──────── SUPPLIED MATERIAL ────────

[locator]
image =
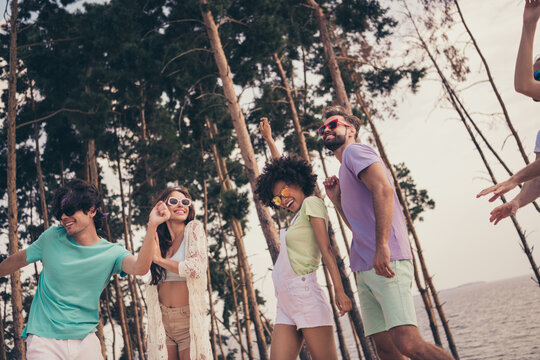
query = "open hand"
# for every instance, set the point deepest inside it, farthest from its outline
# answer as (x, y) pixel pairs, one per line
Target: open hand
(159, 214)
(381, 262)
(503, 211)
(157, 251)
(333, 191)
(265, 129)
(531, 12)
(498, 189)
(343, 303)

────────
──────── SUPPLIED MATERIAL ────────

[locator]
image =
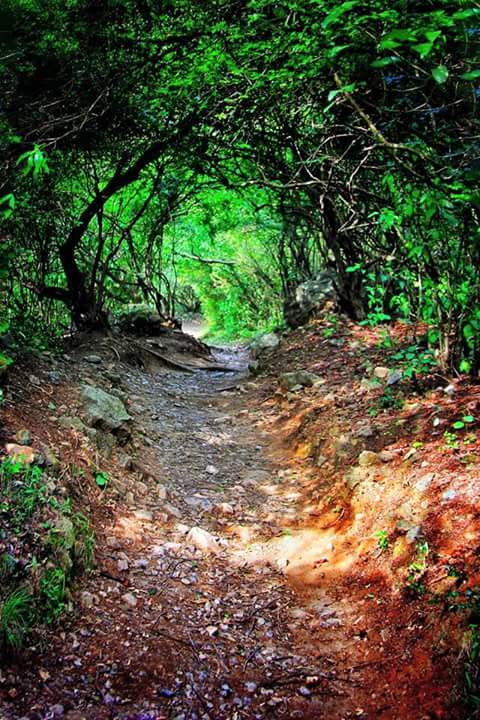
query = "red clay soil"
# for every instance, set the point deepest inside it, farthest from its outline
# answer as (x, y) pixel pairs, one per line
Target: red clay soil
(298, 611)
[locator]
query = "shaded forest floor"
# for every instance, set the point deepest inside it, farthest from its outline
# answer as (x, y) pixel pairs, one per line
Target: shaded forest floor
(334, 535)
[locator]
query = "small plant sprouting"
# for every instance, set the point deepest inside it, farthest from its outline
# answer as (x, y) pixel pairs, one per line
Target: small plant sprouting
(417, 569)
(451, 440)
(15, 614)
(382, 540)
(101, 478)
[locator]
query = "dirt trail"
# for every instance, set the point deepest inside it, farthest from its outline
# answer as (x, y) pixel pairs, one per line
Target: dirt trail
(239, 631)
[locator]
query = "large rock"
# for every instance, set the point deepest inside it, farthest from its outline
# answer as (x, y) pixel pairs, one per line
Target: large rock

────────

▸ WHAT TO DO
Check each line of the records above, and copy those that hold the word "query".

▸ WRITTEN ANSWER
query = "open hand"
query = "red clay soil"
query = "shaded forest floor"
query = "small plant sprouting"
query = "dirt trail"
query = "large rock"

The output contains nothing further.